:: Exercise goal ::
Find every line in the rows below that contains the word "white", and copy each such line. Letter case must match.

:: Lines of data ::
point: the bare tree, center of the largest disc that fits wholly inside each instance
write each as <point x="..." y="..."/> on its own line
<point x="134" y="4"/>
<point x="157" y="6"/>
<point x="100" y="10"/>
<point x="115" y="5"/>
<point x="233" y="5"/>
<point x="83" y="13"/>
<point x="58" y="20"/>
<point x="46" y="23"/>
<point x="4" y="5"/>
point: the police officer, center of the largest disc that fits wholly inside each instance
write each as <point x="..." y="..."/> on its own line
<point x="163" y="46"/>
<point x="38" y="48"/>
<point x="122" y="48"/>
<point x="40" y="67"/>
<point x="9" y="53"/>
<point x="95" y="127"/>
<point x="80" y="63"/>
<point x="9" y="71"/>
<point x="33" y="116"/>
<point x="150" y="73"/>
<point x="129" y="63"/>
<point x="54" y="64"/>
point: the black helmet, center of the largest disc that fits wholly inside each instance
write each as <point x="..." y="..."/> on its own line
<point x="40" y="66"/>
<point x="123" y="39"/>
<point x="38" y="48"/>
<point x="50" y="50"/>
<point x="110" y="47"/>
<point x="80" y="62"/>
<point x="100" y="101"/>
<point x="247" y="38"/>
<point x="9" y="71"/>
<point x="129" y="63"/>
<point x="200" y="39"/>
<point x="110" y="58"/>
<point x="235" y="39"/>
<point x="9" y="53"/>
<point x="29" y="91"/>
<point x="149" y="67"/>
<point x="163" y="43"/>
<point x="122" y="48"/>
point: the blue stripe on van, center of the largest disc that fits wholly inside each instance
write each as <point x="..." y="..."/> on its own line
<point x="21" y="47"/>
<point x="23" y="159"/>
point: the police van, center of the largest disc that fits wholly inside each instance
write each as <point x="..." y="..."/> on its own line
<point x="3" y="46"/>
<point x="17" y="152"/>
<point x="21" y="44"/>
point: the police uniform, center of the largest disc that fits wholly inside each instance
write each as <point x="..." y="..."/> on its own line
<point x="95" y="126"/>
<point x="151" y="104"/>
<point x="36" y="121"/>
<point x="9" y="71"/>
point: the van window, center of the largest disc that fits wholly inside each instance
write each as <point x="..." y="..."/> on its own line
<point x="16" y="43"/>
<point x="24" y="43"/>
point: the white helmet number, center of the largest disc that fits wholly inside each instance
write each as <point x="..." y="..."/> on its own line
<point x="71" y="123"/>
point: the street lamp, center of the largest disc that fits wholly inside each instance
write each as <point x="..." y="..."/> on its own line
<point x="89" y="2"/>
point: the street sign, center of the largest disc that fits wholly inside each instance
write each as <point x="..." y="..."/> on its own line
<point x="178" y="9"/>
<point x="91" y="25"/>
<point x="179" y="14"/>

---

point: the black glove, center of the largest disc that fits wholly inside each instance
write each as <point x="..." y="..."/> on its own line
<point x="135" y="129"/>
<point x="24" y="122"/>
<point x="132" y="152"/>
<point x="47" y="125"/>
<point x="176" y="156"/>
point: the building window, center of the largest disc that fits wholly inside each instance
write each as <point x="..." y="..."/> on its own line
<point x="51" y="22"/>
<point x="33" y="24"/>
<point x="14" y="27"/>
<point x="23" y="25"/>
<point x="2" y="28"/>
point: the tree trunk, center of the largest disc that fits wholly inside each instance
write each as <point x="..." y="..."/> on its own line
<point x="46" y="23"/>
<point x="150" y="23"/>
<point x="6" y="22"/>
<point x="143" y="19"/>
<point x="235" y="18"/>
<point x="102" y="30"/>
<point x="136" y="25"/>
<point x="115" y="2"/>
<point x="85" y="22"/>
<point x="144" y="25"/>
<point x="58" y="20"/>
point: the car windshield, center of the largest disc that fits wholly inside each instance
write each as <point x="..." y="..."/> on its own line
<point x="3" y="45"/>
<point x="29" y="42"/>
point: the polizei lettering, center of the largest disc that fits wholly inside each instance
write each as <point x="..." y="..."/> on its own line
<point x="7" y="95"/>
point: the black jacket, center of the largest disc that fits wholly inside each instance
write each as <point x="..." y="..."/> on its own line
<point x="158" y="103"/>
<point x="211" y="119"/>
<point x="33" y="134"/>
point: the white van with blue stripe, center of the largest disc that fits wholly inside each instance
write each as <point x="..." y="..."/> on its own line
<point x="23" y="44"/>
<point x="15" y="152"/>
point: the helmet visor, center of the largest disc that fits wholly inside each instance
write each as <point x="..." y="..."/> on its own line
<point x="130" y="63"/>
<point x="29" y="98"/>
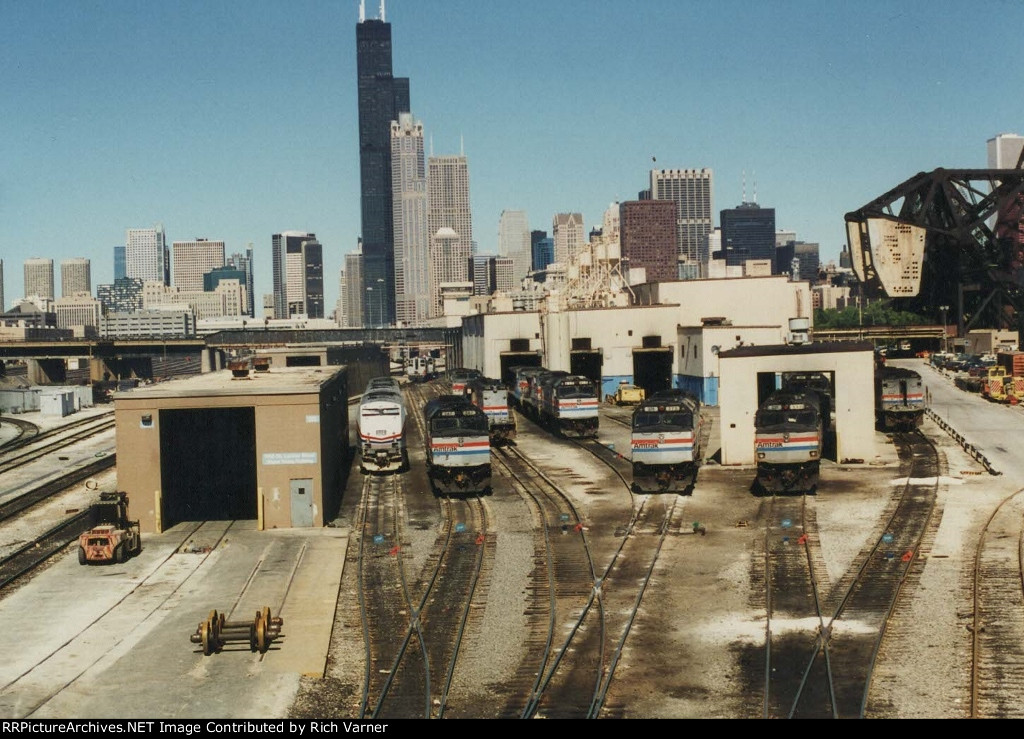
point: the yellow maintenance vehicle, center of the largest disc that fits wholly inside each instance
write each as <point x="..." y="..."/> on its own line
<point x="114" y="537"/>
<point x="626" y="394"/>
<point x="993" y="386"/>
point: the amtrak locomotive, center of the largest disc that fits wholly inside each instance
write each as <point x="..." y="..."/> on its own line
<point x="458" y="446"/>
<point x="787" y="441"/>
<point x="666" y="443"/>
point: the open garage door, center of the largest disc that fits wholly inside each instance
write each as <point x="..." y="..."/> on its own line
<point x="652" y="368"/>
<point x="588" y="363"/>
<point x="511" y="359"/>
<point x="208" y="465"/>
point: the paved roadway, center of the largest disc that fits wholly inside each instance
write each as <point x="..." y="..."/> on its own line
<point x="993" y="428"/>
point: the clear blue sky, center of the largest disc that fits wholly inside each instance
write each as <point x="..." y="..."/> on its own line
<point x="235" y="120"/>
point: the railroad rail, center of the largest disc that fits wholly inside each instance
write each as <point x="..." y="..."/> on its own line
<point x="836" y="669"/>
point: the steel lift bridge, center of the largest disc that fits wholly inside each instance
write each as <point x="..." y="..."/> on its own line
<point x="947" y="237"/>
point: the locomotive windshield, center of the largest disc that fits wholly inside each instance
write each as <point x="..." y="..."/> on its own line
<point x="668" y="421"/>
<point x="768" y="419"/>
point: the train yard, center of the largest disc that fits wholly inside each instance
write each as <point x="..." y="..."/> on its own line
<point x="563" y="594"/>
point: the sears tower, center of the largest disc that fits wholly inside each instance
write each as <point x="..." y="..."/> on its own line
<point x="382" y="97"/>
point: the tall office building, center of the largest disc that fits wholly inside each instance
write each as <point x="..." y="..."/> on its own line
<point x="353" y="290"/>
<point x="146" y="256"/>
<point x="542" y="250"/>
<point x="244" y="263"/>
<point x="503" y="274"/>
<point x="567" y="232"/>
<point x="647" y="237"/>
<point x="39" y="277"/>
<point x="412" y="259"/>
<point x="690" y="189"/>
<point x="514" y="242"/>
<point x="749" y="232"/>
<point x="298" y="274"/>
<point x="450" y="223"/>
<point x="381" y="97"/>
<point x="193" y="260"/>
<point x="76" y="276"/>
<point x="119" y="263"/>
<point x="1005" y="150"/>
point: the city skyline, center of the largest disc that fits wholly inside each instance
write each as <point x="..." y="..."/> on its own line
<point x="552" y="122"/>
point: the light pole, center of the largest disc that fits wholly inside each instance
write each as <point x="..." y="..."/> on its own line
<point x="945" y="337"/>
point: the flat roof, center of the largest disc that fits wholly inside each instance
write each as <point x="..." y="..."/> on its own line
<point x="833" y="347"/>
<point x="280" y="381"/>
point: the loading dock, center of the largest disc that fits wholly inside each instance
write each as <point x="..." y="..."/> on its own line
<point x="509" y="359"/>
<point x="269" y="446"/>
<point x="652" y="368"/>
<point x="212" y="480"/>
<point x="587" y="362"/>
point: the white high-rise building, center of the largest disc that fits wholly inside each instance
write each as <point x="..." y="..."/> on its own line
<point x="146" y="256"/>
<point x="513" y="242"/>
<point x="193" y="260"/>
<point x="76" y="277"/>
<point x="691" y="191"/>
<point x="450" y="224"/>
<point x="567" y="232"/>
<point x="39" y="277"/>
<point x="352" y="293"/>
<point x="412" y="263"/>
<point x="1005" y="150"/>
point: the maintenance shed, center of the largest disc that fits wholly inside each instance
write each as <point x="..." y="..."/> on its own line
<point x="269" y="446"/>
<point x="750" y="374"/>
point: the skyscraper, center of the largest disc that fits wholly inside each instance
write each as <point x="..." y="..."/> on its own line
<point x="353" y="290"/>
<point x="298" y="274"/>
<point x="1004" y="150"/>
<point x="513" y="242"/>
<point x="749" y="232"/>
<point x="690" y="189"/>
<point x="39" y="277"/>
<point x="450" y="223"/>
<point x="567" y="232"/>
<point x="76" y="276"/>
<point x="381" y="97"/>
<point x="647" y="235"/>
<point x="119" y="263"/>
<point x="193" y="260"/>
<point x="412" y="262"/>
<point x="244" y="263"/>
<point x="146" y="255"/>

:: The completed task ::
point: the white helmet number, center of the largest disc that fits wholly inside each instance
point: the white van with blue stripe, center of the largest disc that fits wholly inside each instance
point: the white high-rise building, center of the largest disc that fits wholly inside each instance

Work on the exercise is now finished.